Exercise objective
List every section heading in the patent office action below.

Document text

## begin

DETAILED ACTION
Notice of Pre-AIA or AIA Status
The present application, filed on or after March 16, 2013, is being examined under the first inventor to file provisions of the AIA .
Election/Restrictions
Applicant's election with traverse of Group I, Claims 1-9 in the reply filed on 2/20/26 is acknowledged. The traversal is on the ground(s) that claim 10 clarifies that the adhesive layer is provided on the coating by lamination, which results in the adhesive layer being filled into the cavity of the coating. Thus, the Office's assertion of a materially different process (laminate deformation) is incorrect as the laminating the adhesive layer on the coating and into the cavity, as recited in claim 10, cannot be construed as another and materially different process than laminate deformation.
This is not persuasive since the adhesive film as claimed can still be made by another and materially different process, e.g., the conductive coating and adhesive could be formed together on a release sheet, and then applied to the substrate.
The Applicant further asserts the Office fails to establish that there would be a search and/or examination burden, as the Office fails to provide any indication that Groups I and II would require searching different classifications. Further, as claim 10 requires all of the features of claim 1, there would not be a search and/or examination burden to examine claims 10 and 11 of Group II.

## end

Provided records
## begin

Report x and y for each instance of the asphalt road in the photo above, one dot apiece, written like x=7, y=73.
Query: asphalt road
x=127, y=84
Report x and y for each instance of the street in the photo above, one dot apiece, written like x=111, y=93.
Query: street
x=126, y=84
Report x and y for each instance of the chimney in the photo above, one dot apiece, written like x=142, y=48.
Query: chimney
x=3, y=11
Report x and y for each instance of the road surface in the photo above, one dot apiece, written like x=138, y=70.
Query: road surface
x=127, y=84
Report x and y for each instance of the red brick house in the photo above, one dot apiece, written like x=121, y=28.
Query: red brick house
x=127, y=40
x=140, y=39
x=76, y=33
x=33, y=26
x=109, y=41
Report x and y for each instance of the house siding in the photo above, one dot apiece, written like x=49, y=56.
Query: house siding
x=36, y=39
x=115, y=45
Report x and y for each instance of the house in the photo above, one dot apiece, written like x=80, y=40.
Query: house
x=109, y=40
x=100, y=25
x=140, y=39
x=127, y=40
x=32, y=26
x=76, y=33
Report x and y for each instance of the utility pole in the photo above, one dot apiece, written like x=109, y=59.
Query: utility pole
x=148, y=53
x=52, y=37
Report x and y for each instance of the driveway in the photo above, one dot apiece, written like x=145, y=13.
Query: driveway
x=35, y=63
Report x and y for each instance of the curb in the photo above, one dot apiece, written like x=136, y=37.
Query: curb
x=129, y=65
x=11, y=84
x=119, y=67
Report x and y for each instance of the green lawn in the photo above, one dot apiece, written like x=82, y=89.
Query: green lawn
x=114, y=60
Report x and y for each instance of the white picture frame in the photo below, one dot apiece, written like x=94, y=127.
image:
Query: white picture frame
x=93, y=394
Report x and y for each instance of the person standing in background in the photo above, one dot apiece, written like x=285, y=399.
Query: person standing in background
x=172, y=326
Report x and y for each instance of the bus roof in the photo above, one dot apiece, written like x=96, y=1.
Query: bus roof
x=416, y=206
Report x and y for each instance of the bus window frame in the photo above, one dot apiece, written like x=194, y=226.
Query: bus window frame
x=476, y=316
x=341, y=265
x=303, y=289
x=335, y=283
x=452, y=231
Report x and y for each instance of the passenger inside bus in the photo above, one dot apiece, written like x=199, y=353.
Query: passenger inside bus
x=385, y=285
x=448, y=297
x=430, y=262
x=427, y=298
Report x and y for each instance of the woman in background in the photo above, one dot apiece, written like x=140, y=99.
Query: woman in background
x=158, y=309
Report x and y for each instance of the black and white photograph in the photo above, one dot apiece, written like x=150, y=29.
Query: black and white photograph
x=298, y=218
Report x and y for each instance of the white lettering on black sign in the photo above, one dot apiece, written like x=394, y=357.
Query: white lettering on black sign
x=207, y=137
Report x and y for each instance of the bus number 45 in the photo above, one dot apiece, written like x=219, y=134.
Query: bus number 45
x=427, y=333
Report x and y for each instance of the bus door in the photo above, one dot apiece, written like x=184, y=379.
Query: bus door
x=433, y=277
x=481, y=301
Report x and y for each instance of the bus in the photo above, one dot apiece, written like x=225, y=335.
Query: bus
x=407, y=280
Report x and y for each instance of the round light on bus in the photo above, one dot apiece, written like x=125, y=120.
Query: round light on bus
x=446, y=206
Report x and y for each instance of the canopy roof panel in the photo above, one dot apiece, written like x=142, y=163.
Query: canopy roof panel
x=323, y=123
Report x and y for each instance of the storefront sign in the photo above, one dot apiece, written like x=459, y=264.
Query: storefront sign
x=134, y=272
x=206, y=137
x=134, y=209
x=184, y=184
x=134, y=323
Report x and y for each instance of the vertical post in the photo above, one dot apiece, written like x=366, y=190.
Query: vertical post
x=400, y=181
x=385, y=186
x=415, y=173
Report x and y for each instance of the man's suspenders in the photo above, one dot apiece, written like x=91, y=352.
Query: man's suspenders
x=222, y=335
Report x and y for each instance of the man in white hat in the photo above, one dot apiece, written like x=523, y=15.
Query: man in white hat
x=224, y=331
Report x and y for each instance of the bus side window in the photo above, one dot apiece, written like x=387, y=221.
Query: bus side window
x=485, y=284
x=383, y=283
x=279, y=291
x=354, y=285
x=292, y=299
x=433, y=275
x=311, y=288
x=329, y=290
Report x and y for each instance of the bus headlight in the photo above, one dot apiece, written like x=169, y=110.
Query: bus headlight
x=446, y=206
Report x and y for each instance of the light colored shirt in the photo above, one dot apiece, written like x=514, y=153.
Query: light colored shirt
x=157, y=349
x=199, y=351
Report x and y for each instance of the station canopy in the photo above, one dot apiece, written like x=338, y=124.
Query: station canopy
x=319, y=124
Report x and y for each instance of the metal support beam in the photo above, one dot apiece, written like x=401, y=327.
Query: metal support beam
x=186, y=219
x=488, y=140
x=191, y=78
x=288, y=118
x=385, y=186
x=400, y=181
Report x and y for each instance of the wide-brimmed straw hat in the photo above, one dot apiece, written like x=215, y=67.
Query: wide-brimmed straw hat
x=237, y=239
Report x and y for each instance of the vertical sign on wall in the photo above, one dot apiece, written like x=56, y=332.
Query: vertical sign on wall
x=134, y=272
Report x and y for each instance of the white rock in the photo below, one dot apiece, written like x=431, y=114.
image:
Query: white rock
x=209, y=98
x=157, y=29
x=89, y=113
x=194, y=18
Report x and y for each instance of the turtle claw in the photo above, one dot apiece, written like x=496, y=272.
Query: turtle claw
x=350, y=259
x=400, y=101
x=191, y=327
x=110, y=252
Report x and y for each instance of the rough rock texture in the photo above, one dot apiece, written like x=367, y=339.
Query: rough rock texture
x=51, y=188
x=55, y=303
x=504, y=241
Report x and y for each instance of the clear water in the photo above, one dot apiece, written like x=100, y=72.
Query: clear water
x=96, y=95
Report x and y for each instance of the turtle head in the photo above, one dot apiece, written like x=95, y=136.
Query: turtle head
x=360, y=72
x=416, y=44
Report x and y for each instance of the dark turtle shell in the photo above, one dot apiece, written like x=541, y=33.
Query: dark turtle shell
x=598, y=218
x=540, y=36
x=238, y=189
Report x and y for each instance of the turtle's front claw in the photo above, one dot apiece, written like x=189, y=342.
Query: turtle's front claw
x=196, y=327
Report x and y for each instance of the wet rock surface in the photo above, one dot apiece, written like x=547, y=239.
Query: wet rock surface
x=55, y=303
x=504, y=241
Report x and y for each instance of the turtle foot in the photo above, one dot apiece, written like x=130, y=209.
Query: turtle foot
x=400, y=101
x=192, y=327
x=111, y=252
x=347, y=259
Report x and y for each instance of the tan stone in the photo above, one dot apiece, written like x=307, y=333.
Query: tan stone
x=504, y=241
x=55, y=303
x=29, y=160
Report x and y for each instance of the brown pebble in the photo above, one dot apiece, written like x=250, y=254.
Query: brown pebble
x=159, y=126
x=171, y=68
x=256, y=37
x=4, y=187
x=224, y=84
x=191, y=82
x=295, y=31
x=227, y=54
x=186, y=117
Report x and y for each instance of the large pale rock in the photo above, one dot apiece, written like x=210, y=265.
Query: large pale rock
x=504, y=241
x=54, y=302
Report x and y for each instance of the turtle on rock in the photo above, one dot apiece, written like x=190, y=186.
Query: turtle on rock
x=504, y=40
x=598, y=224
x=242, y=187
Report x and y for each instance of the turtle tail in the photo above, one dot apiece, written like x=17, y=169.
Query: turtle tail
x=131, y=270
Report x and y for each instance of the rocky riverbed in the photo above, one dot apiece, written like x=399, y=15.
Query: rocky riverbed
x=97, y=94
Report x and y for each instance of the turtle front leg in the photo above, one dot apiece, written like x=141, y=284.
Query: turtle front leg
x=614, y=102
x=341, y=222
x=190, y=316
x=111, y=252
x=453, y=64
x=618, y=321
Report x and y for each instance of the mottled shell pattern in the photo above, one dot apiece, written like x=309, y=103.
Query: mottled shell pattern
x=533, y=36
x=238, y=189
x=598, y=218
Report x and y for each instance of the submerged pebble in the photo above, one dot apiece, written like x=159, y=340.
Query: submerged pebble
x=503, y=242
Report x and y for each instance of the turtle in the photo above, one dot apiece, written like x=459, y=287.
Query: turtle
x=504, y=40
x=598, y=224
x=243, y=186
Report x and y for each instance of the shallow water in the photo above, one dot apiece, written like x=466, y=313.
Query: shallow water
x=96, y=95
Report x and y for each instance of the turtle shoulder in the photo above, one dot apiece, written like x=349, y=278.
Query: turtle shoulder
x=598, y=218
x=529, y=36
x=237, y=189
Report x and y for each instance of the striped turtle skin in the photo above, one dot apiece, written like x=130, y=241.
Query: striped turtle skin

## end

The solution
DETAILED ACTION
Notice of Pre-AIA or AIA Status
Election/Restrictions